EXERCISE AIM: In the data below, one line contains "Can you see the rear passenger" and a later one contains "Can you see the tire". Print both, with every line between them, exactly and alone.

==== DATA TO USE ====

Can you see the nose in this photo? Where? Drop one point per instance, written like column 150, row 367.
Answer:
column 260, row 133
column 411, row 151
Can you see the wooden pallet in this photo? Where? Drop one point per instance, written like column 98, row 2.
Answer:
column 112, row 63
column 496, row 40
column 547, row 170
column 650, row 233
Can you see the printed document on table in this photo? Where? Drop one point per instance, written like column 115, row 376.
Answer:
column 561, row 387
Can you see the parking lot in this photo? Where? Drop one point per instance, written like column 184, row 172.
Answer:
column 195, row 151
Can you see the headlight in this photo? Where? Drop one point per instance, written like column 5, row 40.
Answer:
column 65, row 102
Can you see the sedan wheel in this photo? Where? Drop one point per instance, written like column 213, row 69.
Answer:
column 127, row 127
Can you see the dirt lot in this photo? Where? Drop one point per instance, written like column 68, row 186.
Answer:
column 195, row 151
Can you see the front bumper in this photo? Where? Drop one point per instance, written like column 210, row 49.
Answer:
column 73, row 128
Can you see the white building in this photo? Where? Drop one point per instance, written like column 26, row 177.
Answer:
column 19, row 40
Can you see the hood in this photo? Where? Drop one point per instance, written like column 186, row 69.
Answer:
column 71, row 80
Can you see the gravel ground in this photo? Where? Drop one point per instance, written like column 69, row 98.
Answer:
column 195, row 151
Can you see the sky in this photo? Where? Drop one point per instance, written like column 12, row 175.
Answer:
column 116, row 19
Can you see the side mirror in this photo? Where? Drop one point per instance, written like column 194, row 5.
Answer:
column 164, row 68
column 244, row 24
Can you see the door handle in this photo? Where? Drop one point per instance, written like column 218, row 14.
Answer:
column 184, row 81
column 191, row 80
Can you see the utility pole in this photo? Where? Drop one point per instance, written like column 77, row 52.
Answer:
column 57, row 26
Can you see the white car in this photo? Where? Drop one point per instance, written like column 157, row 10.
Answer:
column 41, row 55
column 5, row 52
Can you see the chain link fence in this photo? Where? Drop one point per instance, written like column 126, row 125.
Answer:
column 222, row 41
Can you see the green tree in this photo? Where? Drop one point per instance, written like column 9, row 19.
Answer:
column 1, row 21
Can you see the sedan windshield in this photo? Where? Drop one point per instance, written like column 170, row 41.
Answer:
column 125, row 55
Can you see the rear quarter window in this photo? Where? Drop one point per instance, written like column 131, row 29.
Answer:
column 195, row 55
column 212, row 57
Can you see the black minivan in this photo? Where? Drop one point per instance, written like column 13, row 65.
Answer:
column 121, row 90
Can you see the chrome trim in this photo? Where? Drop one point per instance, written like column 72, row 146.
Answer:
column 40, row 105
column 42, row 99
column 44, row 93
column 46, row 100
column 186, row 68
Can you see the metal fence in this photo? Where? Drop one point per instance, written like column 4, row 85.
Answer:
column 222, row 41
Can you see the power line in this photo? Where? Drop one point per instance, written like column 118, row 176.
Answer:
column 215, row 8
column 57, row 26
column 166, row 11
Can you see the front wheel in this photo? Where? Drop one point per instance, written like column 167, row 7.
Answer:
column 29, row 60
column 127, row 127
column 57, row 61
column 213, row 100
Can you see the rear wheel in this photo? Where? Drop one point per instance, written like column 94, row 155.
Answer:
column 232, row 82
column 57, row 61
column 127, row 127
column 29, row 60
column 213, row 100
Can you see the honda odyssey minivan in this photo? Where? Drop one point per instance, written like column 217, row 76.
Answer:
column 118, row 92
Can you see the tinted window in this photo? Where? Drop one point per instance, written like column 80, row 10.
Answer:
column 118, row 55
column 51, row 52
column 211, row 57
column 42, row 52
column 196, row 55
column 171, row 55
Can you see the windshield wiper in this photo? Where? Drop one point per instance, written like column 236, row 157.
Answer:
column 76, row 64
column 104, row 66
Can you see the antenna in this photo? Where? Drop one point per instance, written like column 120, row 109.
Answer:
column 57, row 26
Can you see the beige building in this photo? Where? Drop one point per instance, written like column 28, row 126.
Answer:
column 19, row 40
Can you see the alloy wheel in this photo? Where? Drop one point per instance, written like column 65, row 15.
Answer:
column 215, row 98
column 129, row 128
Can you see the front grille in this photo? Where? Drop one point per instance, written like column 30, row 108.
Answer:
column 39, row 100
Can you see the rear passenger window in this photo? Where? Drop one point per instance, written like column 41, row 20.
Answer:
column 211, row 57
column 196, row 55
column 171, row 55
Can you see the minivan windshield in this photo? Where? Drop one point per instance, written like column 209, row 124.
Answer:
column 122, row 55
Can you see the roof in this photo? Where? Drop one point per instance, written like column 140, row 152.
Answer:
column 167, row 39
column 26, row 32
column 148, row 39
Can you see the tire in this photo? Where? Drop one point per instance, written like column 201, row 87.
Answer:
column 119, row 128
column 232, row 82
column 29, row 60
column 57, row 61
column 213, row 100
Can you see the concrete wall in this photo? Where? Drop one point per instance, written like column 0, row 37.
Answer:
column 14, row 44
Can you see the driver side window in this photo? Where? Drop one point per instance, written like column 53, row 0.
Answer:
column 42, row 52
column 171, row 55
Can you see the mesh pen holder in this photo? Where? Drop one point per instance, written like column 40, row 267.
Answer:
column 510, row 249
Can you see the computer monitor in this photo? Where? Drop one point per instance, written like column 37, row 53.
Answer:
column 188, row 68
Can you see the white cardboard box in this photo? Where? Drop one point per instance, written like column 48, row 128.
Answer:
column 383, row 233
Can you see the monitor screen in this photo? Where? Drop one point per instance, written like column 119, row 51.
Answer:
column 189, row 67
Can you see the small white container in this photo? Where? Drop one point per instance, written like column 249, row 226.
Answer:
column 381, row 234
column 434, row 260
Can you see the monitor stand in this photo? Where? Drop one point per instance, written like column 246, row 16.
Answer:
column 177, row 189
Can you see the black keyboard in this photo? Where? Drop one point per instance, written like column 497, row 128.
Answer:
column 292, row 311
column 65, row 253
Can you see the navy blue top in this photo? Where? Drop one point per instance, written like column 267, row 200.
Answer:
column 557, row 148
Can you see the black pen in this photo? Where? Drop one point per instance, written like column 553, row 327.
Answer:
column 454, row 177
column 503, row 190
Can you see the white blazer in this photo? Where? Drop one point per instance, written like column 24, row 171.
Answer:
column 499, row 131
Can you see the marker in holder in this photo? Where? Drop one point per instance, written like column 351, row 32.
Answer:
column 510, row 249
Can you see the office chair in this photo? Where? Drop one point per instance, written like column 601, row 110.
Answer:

====

SOLUTION TO THE PROBLEM:
Can you see the rear passenger window in this photo? Where? Drop one point per instance, written like column 41, row 20.
Answer:
column 211, row 57
column 196, row 55
column 171, row 55
Can you see the minivan windshield in this photo? Where? Drop one point per instance, written like column 209, row 124.
Answer:
column 122, row 55
Can you see the roof in this photo? Where? Drop one point per instance, written like column 140, row 152.
Answer:
column 167, row 39
column 26, row 32
column 148, row 39
Can you see the tire in this photo? Where? Drop one point per instance, written like column 201, row 87.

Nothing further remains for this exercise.